Category Archives: Machine Learning Quiz

Machine Learning Quiz-5

Q1. The optimizer is an important part of training neural networks. which of the following is not the purpose of using optimizers?

  1. Speed up algorithm convergence
  2. Reduce the difficulty of manual parameter setting
  3. Avoid overfitting
  4. Avoid local extremes

Answer: 3
Explanation: To avoid overfitting, we use regularization and not optimizers.

Q2. Which of the following is not a regularization technique used in machine learning?

  1. L1 regularization
  2. R-square
  3. L2 regularization
  4. Dropout

Answer: 2
Explanation: Of all the above mentioned, R-square is not a regularization technique. R-squared is a statistical measure of how close the data are to the fitted regression line.

Q3. Which of the following are hperparameter in the context of deep learning?

  1. Learning Rate, α
  2. Momentum parameter, β1
  3. Number of units in a layer
  4. All of the above

Answer: 4
Explanation: According to Wikipedia, “In machine learning, a hyperparameter is a parameter whose value is used to control the learning process”. So, all of the above are hyperparameters.

Q4. Which of the following statement is not true with respect to batch normalization?

  1. Batch normalization helps in decreasing training time
  2. Batch normalization add slight regularization effect
  3. After using of batch normalization there is no need to use the dropout
  4. Batch normalization helps in reducing the covariate shift

Answer: 3
Explanation: Although Batch Normalization has a slight regularization effect but this is not why we use this. This is used to make the neural network more robust (reduce covariate shift) and easy to train. While Dropout is used for regularization (reducing overfitting). So, the third option is incorrect.

Supplied data:
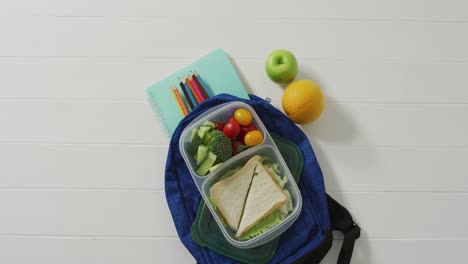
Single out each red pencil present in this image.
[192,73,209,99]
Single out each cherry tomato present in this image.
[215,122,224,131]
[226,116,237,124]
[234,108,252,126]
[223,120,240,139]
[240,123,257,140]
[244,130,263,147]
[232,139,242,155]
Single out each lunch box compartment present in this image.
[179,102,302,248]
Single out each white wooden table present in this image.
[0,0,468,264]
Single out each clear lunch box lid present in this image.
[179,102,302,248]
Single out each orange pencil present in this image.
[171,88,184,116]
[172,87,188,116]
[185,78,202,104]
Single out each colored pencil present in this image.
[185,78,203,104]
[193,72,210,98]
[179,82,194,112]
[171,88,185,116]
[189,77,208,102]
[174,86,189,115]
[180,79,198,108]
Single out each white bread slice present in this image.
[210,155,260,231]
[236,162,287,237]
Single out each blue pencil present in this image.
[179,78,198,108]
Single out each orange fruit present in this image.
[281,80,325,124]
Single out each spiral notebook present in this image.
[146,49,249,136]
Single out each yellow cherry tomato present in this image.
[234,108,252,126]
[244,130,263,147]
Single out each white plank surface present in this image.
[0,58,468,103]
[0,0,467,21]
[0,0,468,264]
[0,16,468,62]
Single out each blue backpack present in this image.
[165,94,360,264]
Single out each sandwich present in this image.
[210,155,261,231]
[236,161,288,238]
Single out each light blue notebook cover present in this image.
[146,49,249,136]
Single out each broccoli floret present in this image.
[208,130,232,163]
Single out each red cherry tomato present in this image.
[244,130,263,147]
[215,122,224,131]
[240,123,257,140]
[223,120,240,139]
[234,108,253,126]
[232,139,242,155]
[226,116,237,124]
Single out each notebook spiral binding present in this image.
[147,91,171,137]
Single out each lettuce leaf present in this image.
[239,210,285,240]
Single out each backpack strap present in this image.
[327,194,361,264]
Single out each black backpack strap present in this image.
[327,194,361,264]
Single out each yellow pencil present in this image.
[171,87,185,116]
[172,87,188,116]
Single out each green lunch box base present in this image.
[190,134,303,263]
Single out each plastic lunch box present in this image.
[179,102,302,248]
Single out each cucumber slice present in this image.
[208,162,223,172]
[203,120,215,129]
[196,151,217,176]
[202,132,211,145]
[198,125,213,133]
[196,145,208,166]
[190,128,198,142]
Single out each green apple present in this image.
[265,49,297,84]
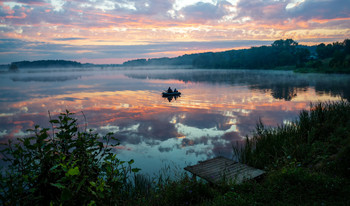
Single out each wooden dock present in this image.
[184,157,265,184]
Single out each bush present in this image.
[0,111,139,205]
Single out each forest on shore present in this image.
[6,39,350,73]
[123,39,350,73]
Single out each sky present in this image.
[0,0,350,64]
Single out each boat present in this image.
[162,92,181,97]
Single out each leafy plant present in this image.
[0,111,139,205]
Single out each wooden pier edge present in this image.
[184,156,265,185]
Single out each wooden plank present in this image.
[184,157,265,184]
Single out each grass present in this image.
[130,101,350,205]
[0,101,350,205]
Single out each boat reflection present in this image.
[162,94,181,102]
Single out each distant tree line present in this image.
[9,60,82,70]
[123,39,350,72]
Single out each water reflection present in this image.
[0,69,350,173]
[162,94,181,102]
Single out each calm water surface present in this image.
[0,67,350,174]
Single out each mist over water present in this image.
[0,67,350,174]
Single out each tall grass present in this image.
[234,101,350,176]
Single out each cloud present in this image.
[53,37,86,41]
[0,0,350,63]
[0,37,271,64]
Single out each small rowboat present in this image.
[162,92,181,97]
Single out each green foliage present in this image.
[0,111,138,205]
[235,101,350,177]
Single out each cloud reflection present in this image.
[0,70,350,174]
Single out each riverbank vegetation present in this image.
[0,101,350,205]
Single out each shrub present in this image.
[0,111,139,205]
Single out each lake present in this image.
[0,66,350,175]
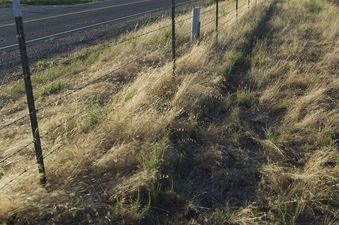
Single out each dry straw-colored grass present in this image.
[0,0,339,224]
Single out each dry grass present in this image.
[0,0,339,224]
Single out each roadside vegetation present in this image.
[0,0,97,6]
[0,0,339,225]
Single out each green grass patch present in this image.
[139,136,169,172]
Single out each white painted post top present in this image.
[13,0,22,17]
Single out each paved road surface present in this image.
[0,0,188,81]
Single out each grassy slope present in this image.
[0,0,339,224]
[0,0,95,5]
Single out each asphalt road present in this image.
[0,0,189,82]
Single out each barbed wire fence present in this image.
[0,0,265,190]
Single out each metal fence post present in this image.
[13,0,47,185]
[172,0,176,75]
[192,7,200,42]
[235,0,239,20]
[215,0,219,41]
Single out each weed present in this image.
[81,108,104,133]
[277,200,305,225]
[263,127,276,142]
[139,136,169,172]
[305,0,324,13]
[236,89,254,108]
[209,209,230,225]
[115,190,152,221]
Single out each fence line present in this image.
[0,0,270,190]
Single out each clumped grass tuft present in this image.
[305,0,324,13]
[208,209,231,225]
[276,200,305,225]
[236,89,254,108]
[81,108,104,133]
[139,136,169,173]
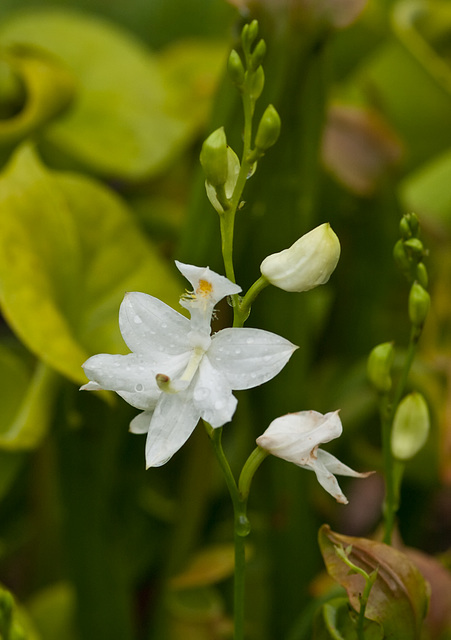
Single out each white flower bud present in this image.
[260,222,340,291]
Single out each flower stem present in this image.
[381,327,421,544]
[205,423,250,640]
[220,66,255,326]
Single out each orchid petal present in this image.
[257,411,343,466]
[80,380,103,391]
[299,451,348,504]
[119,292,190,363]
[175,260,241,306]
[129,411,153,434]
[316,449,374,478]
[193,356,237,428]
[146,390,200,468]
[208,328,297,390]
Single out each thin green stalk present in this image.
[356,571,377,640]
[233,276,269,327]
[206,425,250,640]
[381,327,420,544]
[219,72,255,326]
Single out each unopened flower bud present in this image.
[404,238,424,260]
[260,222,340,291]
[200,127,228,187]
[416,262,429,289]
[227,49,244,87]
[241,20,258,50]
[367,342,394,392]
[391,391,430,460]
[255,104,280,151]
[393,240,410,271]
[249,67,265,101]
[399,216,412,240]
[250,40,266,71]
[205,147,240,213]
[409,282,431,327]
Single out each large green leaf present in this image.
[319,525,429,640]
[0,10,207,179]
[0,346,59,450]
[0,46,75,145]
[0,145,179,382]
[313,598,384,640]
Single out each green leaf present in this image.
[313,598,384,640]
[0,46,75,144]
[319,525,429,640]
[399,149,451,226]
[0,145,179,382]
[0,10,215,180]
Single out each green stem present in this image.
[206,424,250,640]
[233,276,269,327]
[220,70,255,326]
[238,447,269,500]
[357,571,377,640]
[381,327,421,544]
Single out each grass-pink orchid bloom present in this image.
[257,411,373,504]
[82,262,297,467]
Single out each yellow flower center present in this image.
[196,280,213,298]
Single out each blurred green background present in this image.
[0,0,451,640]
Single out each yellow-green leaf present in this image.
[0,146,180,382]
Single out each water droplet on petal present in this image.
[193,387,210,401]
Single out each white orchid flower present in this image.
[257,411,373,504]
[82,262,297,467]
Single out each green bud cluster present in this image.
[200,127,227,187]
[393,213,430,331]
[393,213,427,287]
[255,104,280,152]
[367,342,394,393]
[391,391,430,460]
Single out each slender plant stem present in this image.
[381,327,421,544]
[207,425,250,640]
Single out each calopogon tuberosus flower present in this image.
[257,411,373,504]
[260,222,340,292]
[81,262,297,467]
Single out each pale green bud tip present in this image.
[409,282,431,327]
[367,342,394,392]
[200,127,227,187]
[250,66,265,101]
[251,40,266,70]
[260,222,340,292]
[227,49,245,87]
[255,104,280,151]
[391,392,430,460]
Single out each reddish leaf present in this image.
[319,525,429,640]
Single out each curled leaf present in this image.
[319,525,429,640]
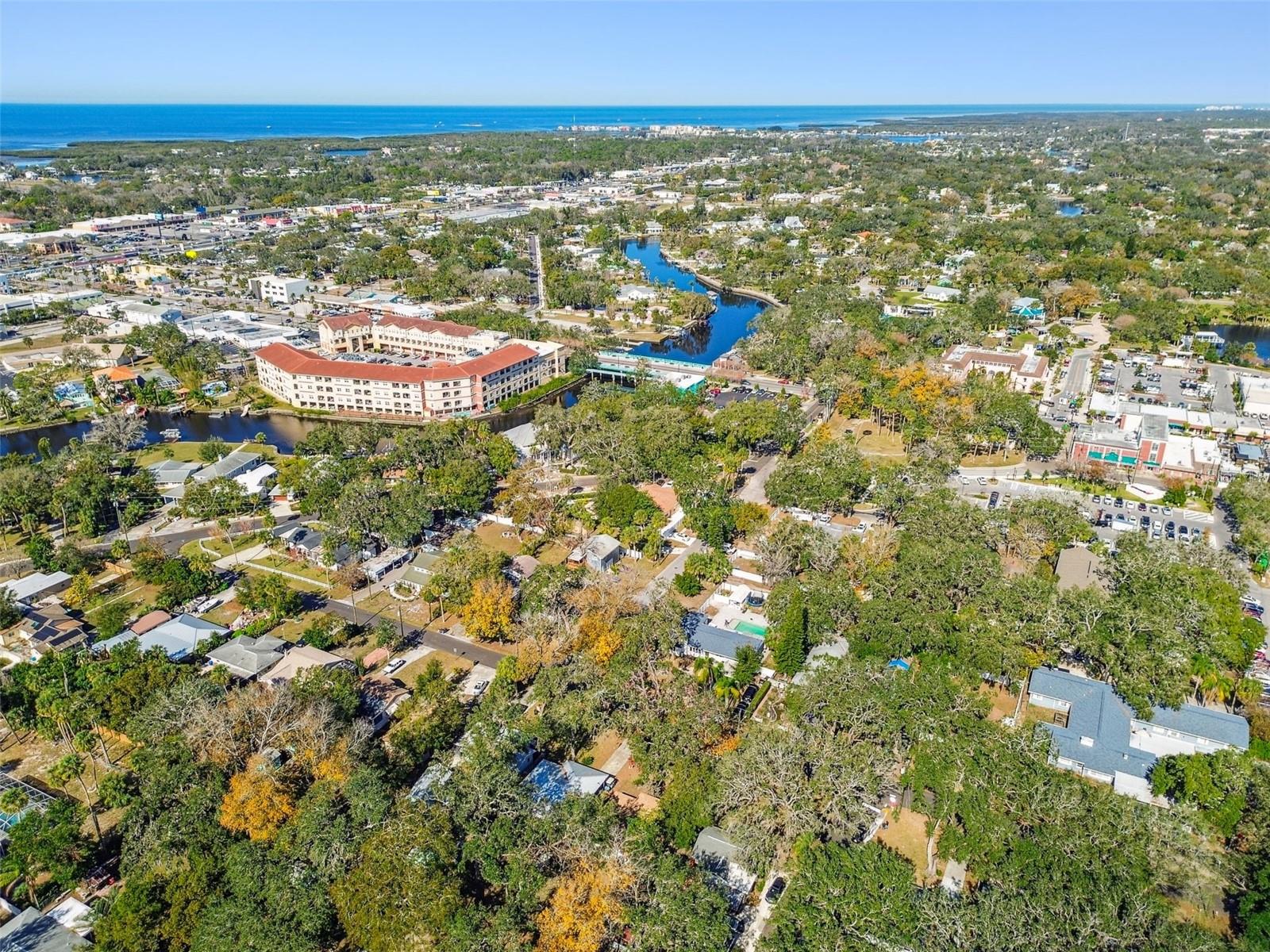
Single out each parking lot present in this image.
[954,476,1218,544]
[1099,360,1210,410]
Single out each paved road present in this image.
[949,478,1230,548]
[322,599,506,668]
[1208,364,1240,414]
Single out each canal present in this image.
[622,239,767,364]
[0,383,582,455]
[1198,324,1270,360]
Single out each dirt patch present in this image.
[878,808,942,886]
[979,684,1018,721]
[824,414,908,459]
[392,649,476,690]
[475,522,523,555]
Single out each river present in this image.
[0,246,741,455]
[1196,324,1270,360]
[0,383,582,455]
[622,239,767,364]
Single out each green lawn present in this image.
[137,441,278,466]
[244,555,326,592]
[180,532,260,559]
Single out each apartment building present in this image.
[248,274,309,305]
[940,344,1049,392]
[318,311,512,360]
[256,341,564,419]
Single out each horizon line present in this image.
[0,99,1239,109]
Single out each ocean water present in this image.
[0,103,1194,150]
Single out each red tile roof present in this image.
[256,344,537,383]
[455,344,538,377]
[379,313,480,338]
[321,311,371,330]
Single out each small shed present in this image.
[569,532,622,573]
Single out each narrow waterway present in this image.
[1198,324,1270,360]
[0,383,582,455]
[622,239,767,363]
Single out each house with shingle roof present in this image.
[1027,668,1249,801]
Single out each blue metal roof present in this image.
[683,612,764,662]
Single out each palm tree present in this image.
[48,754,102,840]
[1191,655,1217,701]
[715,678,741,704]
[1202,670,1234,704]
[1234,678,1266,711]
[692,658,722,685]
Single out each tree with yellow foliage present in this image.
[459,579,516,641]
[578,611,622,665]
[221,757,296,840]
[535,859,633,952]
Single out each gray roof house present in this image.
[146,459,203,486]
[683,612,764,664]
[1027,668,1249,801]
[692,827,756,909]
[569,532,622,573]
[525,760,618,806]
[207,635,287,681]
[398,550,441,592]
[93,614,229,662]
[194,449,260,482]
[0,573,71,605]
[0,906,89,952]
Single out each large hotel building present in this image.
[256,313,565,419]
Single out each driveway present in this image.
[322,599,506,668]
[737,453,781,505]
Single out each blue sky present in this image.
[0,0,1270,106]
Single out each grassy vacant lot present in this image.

Tasks to carry out:
**1)** Quote everything in the machine learning quiz from "Q3. Which of" down to "above are hyperparameters.".
**2)** According to the machine learning quiz, what does R-squared measure?
**3)** Please carry on with the machine learning quiz from the point where it stops.

Outputs in order:
**1)**
Q3. Which of the following are hperparameter in the context of deep learning?

  1. Learning Rate, α
  2. Momentum parameter, β1
  3. Number of units in a layer
  4. All of the above

Answer: 4
Explanation: According to Wikipedia, “In machine learning, a hyperparameter is a parameter whose value is used to control the learning process”. So, all of the above are hyperparameters.

**2)** How close the data are to the fitted regression line.

**3)**
Q5. In a machine learning project, modelling is an iterative process but deployment is not.

  1. True
  2. False

Answer: 2
Explanation: Deployment is an iterative process, where you should expect to make multiple adjustments (such as metrics monitored using dashboards or percentage of traffic served) to work towards optimizing the system.

Q6. Which of the following activation function works better for hidden layers?

  1. Sigmoid
  2. Tanh

Answer: 2
Explanation: The Tanh activation function usually works better than sigmoid activation function for hidden units because the mean of its output is closer to zero, so it centers the data better for the next layer and the gradients are not restricted to move in a certain direction.

Q7. The softmax function is used to calculate the probability distribution over a discrete variable with n possible values?

  1. True
  2. False

Answer: 1
Explanation: The softmax function is used to calculate the probability distribution over a discrete variable with n possible values. This can be seen as a generalization of the sigmoid function which was used to represent a probability distribution over a binary variable.

Q8. Let say you want to use the transfer learning from task A to task B. Which of the following scenario would support to use this transfer learning?

  1. Task A and B have same input x
  2. You have lot more data for task A than task B
  3. Low level features from task A could be helpful for learning B
  4. All of the above

Answer: 4 Explanation: All of the things mentioned above are pre-requisites for performing transfer learning. Refer to this beautiful explanation by Andrew Ng to know more.

Machine Learning Quiz-4

Q1. Which of the following is an example of unstructured data?

  1. Audio
  2. Images
  3. Text
  4. All of the above

Answer: 4
Explanation: All of these are examples of unstructured data. Refer to this link to know more.

Q2. Which of the following is a model-centric AI development?

  1. Hold the data fixed and iteratively improve the code/model
  2. Hold the code/model fixed and iteratively improve the data

Answer: 1
Explanation: As clear from the name, in model-centric AI development, we hold the data fixed and iteratively improve the code/model

Q3. What is Semi-Supervised Learning?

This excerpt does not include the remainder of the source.